- REQUIRED TASK
Please rewrite the part of the material that opens with the line containing "of the paved" and runs through the end, swapping "junction survey" for "street survey" and leaving everything else as it is.
-- Start INPUT --
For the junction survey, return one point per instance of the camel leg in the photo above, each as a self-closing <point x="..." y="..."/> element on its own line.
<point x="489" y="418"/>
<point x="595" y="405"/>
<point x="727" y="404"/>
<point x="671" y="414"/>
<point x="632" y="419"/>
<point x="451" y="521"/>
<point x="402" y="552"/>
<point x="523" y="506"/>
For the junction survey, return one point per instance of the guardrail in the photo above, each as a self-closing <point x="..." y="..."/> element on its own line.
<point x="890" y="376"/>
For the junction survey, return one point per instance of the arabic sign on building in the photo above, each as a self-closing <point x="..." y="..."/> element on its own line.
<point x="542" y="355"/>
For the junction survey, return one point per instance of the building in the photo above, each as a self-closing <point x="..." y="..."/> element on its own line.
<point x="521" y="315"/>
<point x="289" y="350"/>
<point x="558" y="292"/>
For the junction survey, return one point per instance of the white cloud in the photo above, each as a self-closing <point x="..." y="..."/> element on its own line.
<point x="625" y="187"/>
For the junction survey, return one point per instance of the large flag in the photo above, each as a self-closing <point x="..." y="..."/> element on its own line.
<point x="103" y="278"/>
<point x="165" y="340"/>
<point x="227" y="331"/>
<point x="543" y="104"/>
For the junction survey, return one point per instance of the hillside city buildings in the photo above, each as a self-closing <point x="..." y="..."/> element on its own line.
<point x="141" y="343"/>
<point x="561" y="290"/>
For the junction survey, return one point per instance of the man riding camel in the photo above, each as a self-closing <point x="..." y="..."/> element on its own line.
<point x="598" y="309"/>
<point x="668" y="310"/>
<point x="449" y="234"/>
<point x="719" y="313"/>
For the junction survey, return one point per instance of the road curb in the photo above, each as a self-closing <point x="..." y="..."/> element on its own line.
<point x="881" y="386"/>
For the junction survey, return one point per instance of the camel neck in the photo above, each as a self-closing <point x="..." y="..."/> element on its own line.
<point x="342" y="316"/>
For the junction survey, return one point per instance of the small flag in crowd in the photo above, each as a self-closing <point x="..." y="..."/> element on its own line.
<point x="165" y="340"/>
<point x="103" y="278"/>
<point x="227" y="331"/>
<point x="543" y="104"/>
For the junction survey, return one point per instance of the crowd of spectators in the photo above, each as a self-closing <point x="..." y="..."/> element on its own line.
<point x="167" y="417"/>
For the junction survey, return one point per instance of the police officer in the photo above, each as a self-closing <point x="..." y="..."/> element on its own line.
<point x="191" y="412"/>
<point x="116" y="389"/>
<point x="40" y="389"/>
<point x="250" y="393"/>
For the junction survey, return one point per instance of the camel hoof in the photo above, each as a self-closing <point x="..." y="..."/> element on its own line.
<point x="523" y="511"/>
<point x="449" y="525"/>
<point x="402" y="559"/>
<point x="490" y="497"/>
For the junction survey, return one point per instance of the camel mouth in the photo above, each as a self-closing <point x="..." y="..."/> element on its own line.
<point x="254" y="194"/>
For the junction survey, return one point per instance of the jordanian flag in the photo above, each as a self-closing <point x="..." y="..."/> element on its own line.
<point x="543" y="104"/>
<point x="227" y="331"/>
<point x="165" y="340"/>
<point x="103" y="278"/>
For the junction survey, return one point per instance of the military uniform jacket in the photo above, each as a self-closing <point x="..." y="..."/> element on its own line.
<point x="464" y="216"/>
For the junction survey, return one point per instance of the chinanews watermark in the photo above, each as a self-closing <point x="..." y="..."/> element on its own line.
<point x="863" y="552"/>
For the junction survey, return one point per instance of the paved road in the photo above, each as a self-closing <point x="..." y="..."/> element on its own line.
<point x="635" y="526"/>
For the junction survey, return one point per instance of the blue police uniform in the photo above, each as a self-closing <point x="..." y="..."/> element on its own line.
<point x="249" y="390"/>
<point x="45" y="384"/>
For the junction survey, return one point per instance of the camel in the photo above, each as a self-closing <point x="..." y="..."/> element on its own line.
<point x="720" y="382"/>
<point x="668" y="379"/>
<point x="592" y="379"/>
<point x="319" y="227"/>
-- End INPUT --
- WRITTEN SOLUTION
For the street survey, return one point per instance of the paved road in the photo above, each as a self-closing <point x="..." y="..."/> element on its own line.
<point x="635" y="526"/>
For the street survey, return one point per instance of the blue police uniform in the photo above, each as a self-closing <point x="..." y="..."/> element on its own line.
<point x="249" y="390"/>
<point x="45" y="384"/>
For the street survey, return one point per instance of the camel in the photo above, each as a self-closing <point x="..." y="..."/> element on its own line.
<point x="720" y="382"/>
<point x="668" y="379"/>
<point x="592" y="379"/>
<point x="319" y="227"/>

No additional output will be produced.